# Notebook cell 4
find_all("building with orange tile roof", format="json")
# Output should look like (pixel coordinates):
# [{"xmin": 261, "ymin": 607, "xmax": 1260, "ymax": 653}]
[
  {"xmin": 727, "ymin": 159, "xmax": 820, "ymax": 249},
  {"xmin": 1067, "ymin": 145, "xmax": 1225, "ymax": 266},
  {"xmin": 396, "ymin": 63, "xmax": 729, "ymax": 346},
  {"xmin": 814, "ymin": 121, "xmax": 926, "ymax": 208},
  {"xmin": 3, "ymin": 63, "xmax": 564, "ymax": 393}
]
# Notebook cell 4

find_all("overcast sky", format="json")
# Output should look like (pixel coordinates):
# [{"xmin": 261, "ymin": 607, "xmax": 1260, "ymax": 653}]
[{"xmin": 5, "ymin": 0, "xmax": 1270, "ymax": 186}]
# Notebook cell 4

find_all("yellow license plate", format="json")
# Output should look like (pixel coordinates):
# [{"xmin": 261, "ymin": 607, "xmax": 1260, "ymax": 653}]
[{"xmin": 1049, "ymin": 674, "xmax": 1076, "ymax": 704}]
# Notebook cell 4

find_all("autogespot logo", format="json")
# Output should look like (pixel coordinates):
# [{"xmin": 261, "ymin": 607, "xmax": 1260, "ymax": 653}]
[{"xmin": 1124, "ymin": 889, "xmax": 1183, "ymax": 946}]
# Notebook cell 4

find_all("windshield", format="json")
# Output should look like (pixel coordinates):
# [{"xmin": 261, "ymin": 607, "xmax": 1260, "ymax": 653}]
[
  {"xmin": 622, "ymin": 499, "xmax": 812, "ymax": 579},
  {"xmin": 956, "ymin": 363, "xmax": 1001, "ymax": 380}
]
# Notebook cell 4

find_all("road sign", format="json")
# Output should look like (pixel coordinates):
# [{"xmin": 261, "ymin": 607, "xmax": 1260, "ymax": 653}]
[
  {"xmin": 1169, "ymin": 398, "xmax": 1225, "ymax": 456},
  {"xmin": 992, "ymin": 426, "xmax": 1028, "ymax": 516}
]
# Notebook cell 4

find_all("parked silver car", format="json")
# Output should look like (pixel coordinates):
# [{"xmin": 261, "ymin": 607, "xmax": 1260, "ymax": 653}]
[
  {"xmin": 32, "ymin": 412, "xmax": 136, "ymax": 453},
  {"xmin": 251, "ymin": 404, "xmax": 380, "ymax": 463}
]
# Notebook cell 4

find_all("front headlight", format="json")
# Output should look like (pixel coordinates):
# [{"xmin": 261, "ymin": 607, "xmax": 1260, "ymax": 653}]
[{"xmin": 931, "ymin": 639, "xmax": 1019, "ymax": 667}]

· · ·

*What is asked*
Copy out every line in the records above that contains the string "format". Case counts when matching.

*The result*
find_all("building with orange tile roof", format="json")
find_all("overcast sky", format="json")
find_all("yellow license plate", format="json")
find_all("autogespot logo", format="json")
find_all("windshield", format="json")
find_all("road sign", format="json")
find_all("parked silver car", format="json")
find_all("front headlight", format="json")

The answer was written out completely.